= EXTRACTED RECORDS =
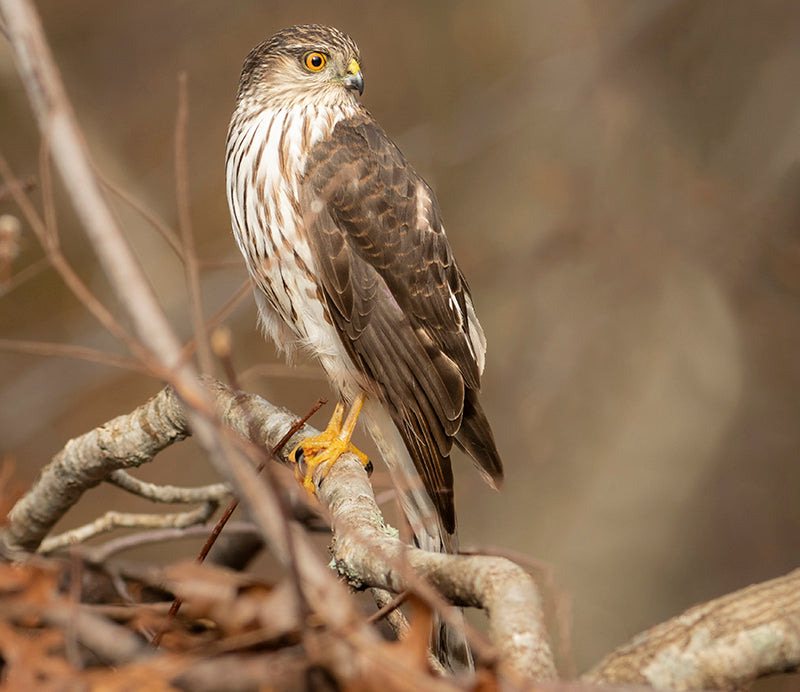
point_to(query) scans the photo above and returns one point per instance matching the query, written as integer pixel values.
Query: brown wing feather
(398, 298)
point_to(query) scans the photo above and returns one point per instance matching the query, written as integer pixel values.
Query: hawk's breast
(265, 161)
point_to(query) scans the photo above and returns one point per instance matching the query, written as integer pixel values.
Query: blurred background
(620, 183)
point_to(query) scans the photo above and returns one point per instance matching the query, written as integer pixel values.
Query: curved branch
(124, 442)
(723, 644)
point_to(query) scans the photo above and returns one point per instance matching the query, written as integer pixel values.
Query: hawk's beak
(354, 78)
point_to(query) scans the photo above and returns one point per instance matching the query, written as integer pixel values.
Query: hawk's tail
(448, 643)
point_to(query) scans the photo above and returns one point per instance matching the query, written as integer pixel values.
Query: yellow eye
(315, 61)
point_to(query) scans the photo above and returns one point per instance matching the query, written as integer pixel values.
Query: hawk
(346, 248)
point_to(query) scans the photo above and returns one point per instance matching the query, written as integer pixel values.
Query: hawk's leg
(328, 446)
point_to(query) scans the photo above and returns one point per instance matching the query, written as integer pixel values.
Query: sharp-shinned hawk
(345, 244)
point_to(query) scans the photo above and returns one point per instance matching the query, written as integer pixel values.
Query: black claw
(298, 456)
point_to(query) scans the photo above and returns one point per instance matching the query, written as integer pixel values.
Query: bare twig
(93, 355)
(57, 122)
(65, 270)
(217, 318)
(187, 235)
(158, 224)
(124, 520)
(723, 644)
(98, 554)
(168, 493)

* * *

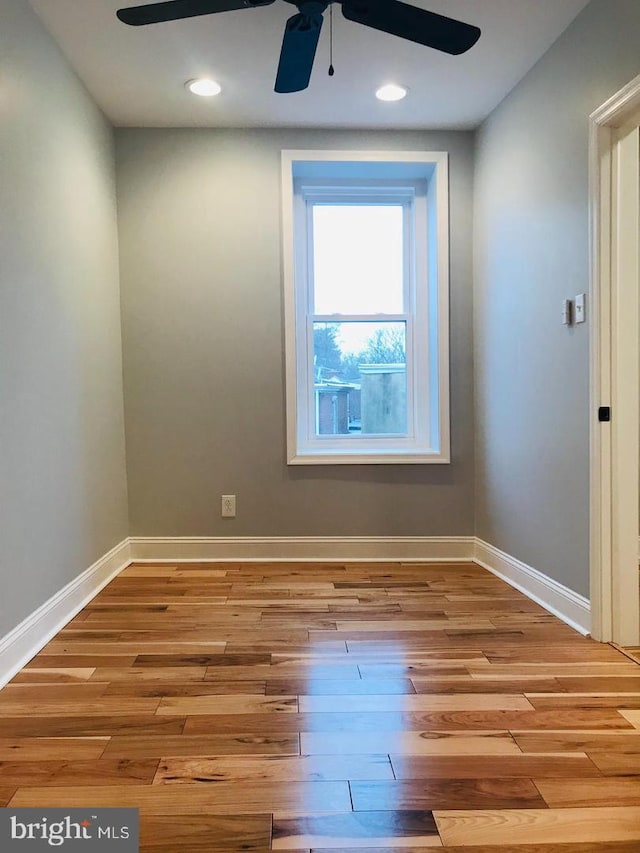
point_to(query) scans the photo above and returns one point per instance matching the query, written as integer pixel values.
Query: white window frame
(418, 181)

---

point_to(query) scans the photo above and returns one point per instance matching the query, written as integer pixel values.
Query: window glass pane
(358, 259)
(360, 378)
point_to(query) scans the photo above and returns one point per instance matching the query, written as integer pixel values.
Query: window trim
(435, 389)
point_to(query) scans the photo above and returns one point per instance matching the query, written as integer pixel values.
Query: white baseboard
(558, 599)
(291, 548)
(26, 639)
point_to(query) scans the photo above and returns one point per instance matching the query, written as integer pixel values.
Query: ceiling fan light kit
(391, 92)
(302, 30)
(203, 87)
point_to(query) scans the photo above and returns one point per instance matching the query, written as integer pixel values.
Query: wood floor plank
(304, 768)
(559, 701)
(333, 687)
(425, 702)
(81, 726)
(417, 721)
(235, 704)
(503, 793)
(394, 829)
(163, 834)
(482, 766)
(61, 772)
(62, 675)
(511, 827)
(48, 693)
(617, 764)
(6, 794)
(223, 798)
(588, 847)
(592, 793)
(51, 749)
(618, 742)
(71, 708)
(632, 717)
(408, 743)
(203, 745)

= DIRECTIONS =
Find each line above that contains the word "hawk" and copy it out. The match is case-sensitive.

= COMPLETE OUTPUT =
Query: hawk's breast
Query: hawk's beak
Query: hawk's tail
Query: hawk
Query: hawk's leg
Query: sharp-shinned hawk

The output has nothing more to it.